*Position annotation records*:
───
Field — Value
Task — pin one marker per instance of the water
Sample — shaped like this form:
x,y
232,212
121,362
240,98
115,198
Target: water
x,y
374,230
───
*Aim*: Convert the listing above into a numbered list, omitting any blank lines.

*Solution below*:
1. Field — Value
2. Task — pin one marker per instance of the water
3. Sample — shaped like this form:
4. x,y
5. 232,212
6. 121,362
7. 240,98
8. 115,198
9. Target: water
10. x,y
11. 374,230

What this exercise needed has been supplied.